EXERCISE DATA:
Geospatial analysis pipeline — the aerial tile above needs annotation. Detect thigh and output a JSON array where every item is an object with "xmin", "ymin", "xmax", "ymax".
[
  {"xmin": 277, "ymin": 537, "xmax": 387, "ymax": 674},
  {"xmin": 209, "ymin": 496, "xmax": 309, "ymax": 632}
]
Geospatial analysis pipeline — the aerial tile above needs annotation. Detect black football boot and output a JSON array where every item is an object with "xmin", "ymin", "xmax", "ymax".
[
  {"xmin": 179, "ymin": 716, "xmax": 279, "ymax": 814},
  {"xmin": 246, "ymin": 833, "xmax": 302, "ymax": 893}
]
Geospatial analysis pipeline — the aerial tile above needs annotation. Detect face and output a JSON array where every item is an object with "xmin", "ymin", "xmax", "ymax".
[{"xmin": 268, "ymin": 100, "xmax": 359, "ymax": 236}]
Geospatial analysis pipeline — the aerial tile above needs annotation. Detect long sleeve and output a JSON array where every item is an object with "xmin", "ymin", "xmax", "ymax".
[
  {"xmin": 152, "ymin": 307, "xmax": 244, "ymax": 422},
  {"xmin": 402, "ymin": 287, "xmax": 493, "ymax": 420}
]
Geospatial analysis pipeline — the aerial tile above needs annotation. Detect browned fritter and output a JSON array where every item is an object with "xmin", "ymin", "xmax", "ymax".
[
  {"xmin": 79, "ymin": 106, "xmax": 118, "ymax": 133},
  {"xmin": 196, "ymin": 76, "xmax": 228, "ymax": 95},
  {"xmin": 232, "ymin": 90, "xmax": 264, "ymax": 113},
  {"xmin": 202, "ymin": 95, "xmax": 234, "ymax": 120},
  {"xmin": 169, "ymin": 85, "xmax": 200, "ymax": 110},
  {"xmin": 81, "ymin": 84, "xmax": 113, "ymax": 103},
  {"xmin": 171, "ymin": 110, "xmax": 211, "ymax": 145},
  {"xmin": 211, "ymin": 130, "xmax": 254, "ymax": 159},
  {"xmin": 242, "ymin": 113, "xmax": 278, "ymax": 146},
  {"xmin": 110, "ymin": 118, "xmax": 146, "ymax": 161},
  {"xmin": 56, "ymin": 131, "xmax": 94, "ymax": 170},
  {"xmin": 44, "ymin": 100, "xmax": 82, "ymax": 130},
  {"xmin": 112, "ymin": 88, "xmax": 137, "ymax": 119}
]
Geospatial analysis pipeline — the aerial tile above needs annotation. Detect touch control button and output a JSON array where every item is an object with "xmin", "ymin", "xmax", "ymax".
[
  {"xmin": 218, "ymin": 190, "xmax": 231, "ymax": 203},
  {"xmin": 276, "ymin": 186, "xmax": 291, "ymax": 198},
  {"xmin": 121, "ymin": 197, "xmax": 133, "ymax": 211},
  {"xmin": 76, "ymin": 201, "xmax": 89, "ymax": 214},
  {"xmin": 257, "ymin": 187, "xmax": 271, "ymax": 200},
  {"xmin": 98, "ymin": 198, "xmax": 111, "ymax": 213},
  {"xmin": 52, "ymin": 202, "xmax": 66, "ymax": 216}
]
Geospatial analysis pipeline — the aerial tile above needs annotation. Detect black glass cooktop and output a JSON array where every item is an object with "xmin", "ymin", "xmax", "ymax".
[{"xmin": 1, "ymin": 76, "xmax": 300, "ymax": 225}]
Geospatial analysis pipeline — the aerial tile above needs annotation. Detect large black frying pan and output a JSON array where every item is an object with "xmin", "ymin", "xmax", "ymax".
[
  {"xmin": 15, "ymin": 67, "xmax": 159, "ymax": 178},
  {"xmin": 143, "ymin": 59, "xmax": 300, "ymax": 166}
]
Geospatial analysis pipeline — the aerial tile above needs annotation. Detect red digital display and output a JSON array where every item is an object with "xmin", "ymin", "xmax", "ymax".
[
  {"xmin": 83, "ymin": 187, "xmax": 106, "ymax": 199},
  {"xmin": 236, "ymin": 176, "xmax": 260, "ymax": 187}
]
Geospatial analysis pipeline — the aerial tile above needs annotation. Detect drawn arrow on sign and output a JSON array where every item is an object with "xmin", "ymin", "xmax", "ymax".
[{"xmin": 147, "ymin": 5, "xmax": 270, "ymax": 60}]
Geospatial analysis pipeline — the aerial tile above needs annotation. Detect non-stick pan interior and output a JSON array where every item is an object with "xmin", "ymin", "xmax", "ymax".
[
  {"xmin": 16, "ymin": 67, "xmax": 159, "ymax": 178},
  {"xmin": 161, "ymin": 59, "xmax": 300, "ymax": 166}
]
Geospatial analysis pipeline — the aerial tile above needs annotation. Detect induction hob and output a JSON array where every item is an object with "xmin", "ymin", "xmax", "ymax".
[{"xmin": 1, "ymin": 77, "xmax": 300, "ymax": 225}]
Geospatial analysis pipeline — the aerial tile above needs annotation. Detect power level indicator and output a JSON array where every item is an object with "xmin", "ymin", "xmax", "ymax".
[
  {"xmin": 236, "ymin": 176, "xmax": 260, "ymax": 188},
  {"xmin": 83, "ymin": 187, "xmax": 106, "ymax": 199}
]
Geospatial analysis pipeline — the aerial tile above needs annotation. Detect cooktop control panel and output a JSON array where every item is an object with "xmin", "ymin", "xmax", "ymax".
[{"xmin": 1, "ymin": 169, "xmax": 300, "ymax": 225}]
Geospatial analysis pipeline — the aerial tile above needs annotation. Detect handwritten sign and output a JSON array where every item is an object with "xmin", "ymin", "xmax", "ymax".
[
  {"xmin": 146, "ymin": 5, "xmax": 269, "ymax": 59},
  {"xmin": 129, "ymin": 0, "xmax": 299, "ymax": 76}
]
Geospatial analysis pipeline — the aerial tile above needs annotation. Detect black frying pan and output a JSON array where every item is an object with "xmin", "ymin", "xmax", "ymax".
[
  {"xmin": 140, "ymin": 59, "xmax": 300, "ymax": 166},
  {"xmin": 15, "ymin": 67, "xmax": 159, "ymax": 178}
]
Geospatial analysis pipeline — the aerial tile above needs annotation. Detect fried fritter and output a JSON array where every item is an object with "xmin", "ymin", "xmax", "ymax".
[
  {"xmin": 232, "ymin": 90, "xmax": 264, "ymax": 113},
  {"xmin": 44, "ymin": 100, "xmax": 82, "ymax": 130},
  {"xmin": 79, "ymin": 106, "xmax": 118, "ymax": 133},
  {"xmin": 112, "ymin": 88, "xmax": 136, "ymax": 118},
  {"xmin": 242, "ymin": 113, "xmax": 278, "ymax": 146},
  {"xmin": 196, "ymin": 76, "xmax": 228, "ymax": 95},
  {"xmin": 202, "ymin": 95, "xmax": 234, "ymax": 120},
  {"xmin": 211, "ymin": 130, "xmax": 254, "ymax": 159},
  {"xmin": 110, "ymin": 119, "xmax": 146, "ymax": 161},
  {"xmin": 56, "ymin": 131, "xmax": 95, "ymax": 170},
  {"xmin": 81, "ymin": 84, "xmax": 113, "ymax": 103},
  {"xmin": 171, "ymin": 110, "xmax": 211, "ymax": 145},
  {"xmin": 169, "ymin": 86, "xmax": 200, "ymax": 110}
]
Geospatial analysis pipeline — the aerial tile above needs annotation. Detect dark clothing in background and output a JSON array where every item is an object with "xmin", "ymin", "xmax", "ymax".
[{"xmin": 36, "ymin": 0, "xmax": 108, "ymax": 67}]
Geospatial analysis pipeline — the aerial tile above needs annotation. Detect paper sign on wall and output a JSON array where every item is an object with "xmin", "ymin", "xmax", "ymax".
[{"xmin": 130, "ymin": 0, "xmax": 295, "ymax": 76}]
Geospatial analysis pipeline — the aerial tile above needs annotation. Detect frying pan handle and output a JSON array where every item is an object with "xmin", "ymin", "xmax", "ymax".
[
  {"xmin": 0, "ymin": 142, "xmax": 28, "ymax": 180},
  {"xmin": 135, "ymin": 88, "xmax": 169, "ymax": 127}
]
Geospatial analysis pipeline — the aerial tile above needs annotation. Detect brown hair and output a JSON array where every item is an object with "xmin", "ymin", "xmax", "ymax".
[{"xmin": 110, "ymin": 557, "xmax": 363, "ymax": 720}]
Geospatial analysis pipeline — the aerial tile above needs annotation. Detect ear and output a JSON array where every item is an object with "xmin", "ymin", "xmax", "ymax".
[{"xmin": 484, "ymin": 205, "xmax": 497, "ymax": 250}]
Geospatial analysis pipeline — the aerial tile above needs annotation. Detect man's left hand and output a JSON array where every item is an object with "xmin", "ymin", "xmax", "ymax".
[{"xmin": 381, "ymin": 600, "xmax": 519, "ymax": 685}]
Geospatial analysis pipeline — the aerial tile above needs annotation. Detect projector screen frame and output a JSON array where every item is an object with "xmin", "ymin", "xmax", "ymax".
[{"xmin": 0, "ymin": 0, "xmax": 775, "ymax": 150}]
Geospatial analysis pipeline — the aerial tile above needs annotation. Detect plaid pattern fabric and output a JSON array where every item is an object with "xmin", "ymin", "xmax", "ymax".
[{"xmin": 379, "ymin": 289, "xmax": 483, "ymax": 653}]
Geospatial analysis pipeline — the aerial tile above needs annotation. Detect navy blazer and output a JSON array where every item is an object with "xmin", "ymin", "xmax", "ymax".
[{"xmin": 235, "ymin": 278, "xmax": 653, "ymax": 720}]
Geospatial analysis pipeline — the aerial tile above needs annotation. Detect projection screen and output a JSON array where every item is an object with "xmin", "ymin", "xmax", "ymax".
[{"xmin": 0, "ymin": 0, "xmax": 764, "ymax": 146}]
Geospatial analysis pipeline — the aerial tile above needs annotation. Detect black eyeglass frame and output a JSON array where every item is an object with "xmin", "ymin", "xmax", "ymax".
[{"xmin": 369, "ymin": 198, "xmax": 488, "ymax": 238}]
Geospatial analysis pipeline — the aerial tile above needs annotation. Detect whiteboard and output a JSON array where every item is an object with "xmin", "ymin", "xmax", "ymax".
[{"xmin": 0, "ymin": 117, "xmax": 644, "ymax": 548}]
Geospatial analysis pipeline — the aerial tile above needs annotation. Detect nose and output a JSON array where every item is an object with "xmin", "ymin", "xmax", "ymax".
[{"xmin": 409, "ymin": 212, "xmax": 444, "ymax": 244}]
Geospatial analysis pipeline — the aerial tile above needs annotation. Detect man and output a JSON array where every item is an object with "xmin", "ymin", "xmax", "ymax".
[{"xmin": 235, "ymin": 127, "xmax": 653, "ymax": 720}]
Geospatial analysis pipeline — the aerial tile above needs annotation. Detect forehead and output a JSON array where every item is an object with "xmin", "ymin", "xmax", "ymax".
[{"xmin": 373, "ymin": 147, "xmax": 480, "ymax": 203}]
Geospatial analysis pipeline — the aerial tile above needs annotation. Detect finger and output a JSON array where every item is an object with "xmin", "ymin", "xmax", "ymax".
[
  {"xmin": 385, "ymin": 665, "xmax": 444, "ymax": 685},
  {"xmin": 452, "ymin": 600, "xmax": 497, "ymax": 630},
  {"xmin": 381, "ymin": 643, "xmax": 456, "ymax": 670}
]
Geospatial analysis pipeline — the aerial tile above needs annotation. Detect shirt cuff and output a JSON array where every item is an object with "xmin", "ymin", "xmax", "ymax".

WRITTEN PROBLEM: Count the lines in the data above that contain the string "cooktop", matching case exactly. Give only the number.

CORRECT ANSWER: 2